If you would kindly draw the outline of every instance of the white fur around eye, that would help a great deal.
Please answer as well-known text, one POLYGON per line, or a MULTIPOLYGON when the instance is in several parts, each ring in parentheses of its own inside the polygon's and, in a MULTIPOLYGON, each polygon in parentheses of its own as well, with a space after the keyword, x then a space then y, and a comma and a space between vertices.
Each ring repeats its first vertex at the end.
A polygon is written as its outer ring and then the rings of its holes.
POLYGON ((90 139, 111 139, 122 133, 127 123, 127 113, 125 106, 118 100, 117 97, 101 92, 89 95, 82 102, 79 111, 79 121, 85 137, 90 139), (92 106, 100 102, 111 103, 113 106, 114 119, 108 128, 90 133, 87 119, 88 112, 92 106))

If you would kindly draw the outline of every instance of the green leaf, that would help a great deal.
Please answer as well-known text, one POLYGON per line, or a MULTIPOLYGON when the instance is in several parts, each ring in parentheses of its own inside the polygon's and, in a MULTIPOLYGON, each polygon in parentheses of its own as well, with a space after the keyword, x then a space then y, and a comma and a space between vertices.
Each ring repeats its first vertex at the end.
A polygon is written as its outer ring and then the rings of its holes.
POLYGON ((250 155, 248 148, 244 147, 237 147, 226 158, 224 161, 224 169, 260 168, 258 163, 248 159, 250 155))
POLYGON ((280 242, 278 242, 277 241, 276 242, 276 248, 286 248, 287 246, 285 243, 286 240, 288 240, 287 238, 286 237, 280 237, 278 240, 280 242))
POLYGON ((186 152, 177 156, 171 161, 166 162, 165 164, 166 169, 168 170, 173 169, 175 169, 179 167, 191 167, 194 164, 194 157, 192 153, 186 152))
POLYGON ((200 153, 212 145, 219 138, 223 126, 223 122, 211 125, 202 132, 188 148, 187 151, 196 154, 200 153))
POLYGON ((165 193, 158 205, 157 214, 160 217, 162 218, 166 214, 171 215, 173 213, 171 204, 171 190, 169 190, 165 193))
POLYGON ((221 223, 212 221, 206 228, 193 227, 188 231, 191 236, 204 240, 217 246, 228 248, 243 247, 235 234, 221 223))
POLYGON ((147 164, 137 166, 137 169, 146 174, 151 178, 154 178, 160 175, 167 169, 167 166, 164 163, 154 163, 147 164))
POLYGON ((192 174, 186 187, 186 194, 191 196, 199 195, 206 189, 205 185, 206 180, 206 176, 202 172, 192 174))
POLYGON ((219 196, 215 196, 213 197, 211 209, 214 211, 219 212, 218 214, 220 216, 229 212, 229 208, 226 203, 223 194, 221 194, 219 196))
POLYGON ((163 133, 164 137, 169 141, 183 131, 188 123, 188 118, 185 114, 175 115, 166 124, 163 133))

### [Work instructions]
Write out all of the material above again, putting "a lot" in place of each "a great deal" and leaving everything else unchanged.

### [Task output]
If you would kindly draw the outline of every instance of the white fur around eye, that would help a lot.
Please answer as well-known text, one POLYGON per line, or a MULTIPOLYGON when the instance is in several parts, each ring in parentheses of its own inside the polygon's and, in a MULTIPOLYGON, each polygon in parentheses of its own as well, with a space after the keyword, x then a space then y, and a comma and a space between vertices.
Each ring repeats its first vertex at the end.
A polygon is written as its outer ring and then the rings of its holes.
POLYGON ((90 139, 111 139, 122 133, 127 123, 127 113, 125 106, 118 100, 117 97, 101 92, 89 95, 82 102, 79 111, 79 121, 85 137, 90 139), (92 106, 100 102, 111 103, 113 106, 114 119, 108 128, 90 133, 87 119, 88 112, 92 106))

If you would kindly draw the outline of every instance of the green leaf, that would help a lot.
Please answer as well-known text, one POLYGON per line, or a MULTIPOLYGON when the instance is in several parts, each ring in parentheses of its own inside the polygon's and, in a MULTIPOLYGON, each polygon in parentheses of its own as well, with a space after the keyword, x then a space then y, and a comma and a space between vertices.
Each ring repeats its first vertex at the end.
A polygon is written as its outer ring and then the rings of its holes.
POLYGON ((250 155, 248 148, 244 147, 237 147, 226 158, 224 161, 224 169, 260 168, 258 163, 248 159, 250 155))
POLYGON ((280 242, 278 242, 277 241, 276 242, 276 248, 286 248, 287 246, 285 243, 286 240, 288 240, 287 238, 286 237, 280 237, 278 240, 280 242))
POLYGON ((186 152, 177 156, 171 161, 166 162, 165 164, 166 169, 168 170, 173 169, 175 169, 179 167, 191 167, 194 164, 194 157, 192 153, 186 152))
POLYGON ((200 153, 212 145, 219 138, 223 126, 223 122, 211 125, 202 132, 188 148, 187 151, 196 154, 200 153))
POLYGON ((165 193, 158 205, 157 214, 160 217, 162 218, 166 214, 171 215, 173 213, 171 204, 171 190, 169 190, 165 193))
POLYGON ((221 223, 212 221, 206 228, 193 227, 188 231, 191 236, 204 240, 217 246, 228 248, 243 247, 235 234, 221 223))
POLYGON ((147 164, 137 166, 137 169, 146 174, 151 178, 154 178, 160 175, 167 169, 167 166, 164 163, 154 163, 147 164))
POLYGON ((192 174, 186 187, 186 194, 191 196, 199 195, 206 189, 205 185, 206 180, 206 176, 202 172, 192 174))
POLYGON ((219 196, 215 196, 213 197, 211 209, 214 211, 219 212, 218 214, 220 216, 229 212, 229 208, 226 203, 223 194, 221 194, 219 196))
POLYGON ((163 133, 164 137, 169 141, 183 131, 188 123, 188 118, 185 114, 175 115, 166 124, 163 133))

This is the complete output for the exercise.